++++ RECORDS FOR THE EXERCISE ++++
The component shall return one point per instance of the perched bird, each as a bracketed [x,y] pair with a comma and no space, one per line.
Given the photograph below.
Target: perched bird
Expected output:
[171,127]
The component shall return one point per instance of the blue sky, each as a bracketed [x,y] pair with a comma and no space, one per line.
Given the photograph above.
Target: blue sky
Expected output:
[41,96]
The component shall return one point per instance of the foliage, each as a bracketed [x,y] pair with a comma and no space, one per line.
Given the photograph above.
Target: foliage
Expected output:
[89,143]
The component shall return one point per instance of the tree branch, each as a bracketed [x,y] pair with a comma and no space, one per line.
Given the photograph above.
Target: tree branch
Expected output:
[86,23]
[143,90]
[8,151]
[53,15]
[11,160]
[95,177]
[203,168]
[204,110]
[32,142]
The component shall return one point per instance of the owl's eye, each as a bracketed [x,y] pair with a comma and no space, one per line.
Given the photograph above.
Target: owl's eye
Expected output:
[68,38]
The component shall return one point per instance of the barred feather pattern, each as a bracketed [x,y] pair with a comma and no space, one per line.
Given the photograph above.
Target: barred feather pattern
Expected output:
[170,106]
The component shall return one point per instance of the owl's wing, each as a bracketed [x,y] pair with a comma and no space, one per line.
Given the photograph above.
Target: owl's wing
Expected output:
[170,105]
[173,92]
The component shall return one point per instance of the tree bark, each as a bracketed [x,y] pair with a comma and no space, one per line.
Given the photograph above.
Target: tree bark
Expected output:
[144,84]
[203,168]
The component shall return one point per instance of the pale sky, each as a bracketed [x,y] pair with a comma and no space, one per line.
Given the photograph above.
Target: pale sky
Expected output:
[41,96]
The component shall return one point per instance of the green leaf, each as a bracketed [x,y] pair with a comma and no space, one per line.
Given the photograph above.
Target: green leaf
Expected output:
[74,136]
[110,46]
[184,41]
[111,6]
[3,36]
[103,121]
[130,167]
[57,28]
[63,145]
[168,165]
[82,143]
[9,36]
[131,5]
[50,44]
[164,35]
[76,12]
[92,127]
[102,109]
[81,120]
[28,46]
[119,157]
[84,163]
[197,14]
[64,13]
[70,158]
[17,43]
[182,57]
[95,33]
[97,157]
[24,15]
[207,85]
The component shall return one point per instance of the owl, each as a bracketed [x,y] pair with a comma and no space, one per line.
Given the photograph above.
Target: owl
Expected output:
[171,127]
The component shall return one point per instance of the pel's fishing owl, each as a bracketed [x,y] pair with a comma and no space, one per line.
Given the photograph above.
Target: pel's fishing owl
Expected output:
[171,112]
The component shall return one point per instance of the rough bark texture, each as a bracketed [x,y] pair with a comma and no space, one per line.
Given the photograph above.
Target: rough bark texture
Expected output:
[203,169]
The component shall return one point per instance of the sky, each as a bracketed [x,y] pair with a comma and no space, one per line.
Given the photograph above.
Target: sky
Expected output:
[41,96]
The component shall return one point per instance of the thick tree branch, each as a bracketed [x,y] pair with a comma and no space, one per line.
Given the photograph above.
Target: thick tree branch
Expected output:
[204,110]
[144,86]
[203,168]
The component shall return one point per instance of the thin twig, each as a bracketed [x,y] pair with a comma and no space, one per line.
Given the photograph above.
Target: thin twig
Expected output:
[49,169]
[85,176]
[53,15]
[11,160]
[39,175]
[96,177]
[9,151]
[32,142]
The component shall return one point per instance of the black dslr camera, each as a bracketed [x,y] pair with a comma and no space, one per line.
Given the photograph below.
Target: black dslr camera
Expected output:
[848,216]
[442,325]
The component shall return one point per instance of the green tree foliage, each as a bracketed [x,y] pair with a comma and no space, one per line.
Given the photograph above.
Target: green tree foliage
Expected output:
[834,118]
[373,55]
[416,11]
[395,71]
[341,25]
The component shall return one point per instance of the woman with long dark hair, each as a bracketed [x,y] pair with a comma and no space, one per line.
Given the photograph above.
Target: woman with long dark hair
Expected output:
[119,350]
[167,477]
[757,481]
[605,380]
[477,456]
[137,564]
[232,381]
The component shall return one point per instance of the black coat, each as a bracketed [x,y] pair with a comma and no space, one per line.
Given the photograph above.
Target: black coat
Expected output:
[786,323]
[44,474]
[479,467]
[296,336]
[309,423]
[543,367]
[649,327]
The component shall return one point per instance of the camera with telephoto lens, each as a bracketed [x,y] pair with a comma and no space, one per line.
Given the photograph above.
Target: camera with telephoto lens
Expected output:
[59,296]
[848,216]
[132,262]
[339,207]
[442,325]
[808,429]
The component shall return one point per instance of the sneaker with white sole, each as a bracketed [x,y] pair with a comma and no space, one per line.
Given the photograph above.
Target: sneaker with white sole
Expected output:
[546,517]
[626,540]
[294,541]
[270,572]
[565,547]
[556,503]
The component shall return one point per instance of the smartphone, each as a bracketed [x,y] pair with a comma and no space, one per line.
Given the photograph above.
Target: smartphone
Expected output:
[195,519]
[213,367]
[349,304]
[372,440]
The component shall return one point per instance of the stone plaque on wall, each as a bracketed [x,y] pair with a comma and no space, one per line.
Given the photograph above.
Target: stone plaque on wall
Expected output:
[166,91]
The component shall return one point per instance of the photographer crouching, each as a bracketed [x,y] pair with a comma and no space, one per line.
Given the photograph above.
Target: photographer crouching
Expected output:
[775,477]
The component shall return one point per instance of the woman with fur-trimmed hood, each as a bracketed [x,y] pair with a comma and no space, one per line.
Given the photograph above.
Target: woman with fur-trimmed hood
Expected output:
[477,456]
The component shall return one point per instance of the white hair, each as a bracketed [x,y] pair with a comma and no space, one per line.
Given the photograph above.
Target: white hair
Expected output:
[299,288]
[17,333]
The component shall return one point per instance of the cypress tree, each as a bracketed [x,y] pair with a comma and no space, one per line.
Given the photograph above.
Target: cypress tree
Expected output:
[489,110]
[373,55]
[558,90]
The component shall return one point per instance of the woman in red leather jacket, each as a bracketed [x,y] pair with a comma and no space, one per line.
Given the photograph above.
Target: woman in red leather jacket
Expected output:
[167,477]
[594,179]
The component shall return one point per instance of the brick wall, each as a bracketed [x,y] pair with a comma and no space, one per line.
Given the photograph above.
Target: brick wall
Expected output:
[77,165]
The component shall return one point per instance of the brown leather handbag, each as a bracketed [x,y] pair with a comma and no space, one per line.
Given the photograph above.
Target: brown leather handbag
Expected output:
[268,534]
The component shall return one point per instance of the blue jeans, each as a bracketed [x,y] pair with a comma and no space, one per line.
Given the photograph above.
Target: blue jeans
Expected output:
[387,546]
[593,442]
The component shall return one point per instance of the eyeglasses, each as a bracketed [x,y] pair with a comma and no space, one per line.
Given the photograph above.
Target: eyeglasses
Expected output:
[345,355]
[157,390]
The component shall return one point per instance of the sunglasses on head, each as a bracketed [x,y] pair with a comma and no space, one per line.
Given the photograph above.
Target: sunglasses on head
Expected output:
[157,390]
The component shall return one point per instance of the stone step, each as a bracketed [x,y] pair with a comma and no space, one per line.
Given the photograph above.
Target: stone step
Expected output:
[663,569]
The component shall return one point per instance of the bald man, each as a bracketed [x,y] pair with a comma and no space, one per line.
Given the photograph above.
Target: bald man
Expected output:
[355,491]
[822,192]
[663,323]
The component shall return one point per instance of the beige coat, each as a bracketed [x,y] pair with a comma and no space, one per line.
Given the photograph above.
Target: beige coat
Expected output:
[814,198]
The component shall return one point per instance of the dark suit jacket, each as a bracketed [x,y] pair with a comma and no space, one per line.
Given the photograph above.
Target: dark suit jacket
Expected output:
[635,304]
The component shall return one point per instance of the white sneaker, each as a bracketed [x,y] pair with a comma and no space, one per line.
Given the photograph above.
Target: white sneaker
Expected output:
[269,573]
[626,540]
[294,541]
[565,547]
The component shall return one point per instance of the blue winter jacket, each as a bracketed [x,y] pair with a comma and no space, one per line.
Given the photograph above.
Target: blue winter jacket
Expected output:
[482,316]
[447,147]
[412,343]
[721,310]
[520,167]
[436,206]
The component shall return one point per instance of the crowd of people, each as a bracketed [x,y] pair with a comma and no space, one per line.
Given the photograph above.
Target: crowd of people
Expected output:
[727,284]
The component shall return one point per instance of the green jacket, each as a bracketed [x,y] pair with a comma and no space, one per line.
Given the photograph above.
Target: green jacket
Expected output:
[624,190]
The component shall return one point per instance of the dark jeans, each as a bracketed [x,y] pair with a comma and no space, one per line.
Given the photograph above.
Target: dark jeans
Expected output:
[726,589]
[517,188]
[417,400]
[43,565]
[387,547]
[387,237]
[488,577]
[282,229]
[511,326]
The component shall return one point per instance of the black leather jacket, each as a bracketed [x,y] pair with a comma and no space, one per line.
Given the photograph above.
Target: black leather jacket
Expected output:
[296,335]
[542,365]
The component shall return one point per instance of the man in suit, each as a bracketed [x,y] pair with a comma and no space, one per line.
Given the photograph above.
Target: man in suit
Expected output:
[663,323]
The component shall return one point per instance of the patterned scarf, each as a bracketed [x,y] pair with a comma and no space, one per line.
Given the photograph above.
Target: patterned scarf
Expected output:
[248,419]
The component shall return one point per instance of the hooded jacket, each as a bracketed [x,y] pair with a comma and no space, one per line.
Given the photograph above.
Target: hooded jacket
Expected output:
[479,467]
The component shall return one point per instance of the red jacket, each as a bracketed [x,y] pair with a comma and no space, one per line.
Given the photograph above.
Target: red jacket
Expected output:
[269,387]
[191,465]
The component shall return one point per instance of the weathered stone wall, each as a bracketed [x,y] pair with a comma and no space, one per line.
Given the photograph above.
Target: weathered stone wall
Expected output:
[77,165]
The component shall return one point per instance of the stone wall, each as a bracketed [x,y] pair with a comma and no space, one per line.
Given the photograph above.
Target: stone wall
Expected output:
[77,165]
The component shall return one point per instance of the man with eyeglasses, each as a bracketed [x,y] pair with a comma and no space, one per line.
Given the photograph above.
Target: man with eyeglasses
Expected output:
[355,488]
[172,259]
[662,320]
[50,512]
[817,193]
++++
Each line from the one containing "of the patterned" to the final line of the entries above must be returned exactly, and no other line may appear.

§ ANSWER TO THE EXERCISE:
The component shall return one point per instance of the patterned scarf, each as a bracketed [x,y] pair with a comma and no space, one per line.
Given the photograph above.
Target: patterned scarf
Expected output:
[248,419]
The component shall return one point per instance of the hooded jacket, each as a bracketed [x,y] pair with a comma and no space, one per line.
Given the photograph above.
Target: hooded jacket
Expected output:
[479,467]
The component shall return one point per instance of the red jacket, each as a bracketed [x,y] pair with a comma and no space, one per line.
Given the photograph above.
Target: red jacket
Expected output:
[269,387]
[191,465]
The component shall return one point per instance of the weathered stone wall, each as a bracketed [x,y] pair with a comma and no space, one per line.
Given the photograph above.
Target: weathered stone wall
Expected output:
[77,165]
The component shall return one point per instance of the stone wall, each as a bracketed [x,y] pair with a comma and no space, one per line.
Given the photograph above.
Target: stone wall
Expected output:
[77,165]
The component shall return one point per instance of the man with eyeglasses, each as a bracketed [x,y] pair with a comma and no space, one per line.
Given the photograph above.
Target: man with eyeglasses
Expected output:
[355,488]
[172,259]
[662,320]
[50,512]
[817,193]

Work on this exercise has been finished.